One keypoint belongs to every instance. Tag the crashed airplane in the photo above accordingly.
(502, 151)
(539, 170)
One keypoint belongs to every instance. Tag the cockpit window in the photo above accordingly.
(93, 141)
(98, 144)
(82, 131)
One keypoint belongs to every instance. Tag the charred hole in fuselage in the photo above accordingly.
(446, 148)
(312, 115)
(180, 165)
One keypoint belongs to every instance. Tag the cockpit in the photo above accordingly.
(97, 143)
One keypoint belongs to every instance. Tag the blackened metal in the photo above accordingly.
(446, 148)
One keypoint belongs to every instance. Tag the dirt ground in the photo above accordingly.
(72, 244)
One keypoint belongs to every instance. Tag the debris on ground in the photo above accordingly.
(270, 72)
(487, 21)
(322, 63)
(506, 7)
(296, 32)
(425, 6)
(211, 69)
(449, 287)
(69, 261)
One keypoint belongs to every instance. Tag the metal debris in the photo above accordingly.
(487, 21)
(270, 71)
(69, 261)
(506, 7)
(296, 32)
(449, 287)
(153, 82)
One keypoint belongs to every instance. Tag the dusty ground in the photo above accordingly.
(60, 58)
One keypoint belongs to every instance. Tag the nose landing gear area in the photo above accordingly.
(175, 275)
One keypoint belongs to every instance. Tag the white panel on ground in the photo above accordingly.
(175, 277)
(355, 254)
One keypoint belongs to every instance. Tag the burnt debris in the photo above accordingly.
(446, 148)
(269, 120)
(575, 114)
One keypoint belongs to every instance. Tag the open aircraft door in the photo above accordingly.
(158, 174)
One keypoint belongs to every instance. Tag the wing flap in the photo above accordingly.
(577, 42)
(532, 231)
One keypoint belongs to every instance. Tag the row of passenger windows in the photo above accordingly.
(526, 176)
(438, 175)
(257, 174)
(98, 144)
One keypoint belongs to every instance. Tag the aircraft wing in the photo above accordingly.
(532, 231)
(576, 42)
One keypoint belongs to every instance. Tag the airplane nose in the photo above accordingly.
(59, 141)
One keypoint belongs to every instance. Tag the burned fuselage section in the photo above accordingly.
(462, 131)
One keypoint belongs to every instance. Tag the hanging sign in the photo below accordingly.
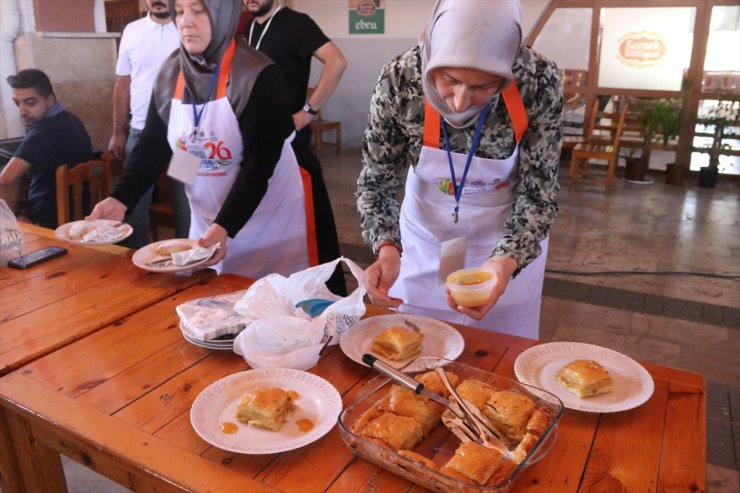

★ ★ ★ ★ ★

> _Task brief_: Rewrite the listing with every instance of "keypoint" changed to "point" and nothing else altered. Omit the pictures from your version.

> _Output of the task_:
One point belongs to every instance. Tag the crashed airplane in the photo above accordingly.
(502, 151)
(539, 170)
One point belongs to every instance. Tag the cockpit window in the photo above accordingly.
(93, 141)
(98, 144)
(82, 131)
One point belongs to every instance. Tag the charred hole in fuselage in the photo above accordingly.
(446, 148)
(312, 115)
(180, 165)
One point belongs to every instance. Tag the cockpit in the photo above accordingly.
(97, 143)
One point belongs to every instance. Tag the blackened metal in the photo above accordingly.
(446, 148)
One point belongs to every instance. Tag the dirt ground in the photo above accordingly.
(72, 244)
One point belongs to every instance. Tag the debris on ground in the photo above accordingly.
(270, 72)
(487, 21)
(322, 63)
(506, 7)
(296, 32)
(425, 6)
(211, 69)
(449, 287)
(69, 261)
One point belongs to every instance. Tag the metal debris in the photo above accordingly.
(487, 21)
(270, 71)
(69, 261)
(506, 7)
(296, 32)
(449, 287)
(153, 82)
One point belongs to every instance. Tag the dusty ground in the photo above accordingly.
(60, 58)
One point belongs to every instance. Tag the nose landing gear area in the photo above accordingly.
(175, 275)
One point belongs to every instance. Tag the white panel on ground in the photo above accordingly.
(175, 277)
(355, 254)
One point belongs to every instance. Tag the burnt debris in the photo above accordingly.
(446, 148)
(269, 120)
(575, 114)
One point belongs to every instance. Tag the open aircraft door in the photo above accordingly.
(158, 174)
One point belongs to every instance. Tag the wing flap in the photo above accordingly.
(577, 42)
(532, 231)
One point belongs to every instance. Tag the row of passenger windows in the photo above accordingly.
(526, 176)
(438, 175)
(257, 174)
(98, 144)
One point belongs to every instance. Tag the aircraft wing in the photo above accordingly.
(532, 231)
(576, 42)
One point belongs to every instance. Tag the airplane nose in the photo above accordingly.
(59, 141)
One point belongs to every instance. Tag the burned fuselage section in the photo above accordingly.
(462, 131)
One point belongs to every instance. Tag the hanging sign in the photo below accordingly.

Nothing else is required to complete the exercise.